## Document extract
— start —
Dark Energy

Roman will help illuminate the dark energy puzzle by using multiple methods to explore how the universe has evolved throughout cosmic history.

Dark Energy

Scientists have discovered that a mysterious pressure dubbed “dark energy” makes up about 68% of the total energy content of the cosmos, but so far we don’t know much more about it. Roman will help illuminate the dark energy puzzle by using multiple methods to explore how the universe has evolved throughout cosmic history.

As the 1920s were coming to a close, astronomers made the startling discovery that with very few exceptions, galaxies are racing away from each other. The universe was far from static, as most people previously believed – it was ballooning outward.

Astronomers have measured how fast the universe is expanding by using ground-based telescopes to study relatively nearby supernova explosions. The mystery escalated in 1998 when Hubble Space Telescope observations of more distant supernovae helped show that the universe actually expanded more slowly in the past than it does today. The expansion of the universe is not slowing down due to gravity, as everyone thought – it’s speeding up.

Dark Energy Expansion Graph : Animation illustrating the changing rate of expansion due to dark energy.
— end —
## Objective 1
Copy the dark energy passage word for word from "As the 1920s" to "it’s speeding up.".
## Objective 2
Extend the passage on dark energy, picking up right after its final line.
None of the data that comes next is required.

## Data extract
— start —
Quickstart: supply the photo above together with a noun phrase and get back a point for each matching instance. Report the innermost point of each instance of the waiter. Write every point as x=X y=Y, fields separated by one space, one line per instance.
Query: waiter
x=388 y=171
— end —
## Task result 1
As the 1920s were coming to a close, astronomers made the startling discovery that with very few exceptions, galaxies are racing away from each other. The universe was far from static, as most people previously believed – it was ballooning outward.

Astronomers have measured how fast the universe is expanding by using ground-based telescopes to study relatively nearby supernova explosions. The mystery escalated in 1998 when Hubble Space Telescope observations of more distant supernovae helped show that the universe actually expanded more slowly in the past than it does today. The expansion of the universe is not slowing down due to gravity, as everyone thought – it’s speeding up.

## Task result 2
We still don’t know what exactly is causing the acceleration, but it has been given a name: dark energy. This mysterious pressure remained undiscovered for so long because it is so weak that gravity overpowers it on the scale of humans, planets, and even the galaxy. It is present in the room with you as you read, within your very body, but gravity counteracts it so you don't go flying out of your seat. It is only on an intergalactic scale that dark energy becomes noticeable, acting like a sort of weak opposition to gravity.

What Is Dark Energy?

More is unknown than known, but theorists are chasing down a couple of possible explanations. Cosmic acceleration could be caused by a new energy component, which would require some adjustments to Einstein’s theory of gravity.

Alternatively, Einstein’s theory of gravity may break down on cosmological scales. If this is the case, the theory will need to be replaced with a new one that incorporates the cosmic acceleration we have observed. Theorists still don’t know what the correct explanation is, but Roman will help us find out.

Baryon Acoustic Oscillations

Roman will detect vestiges of sound waves, called baryon acoustic oscillations (BAOs), that once rippled through the primordial cosmic sea. The mission’s observations could extend these measurements into an unprobed epoch, which will help astronomers trace the evolution of the universe.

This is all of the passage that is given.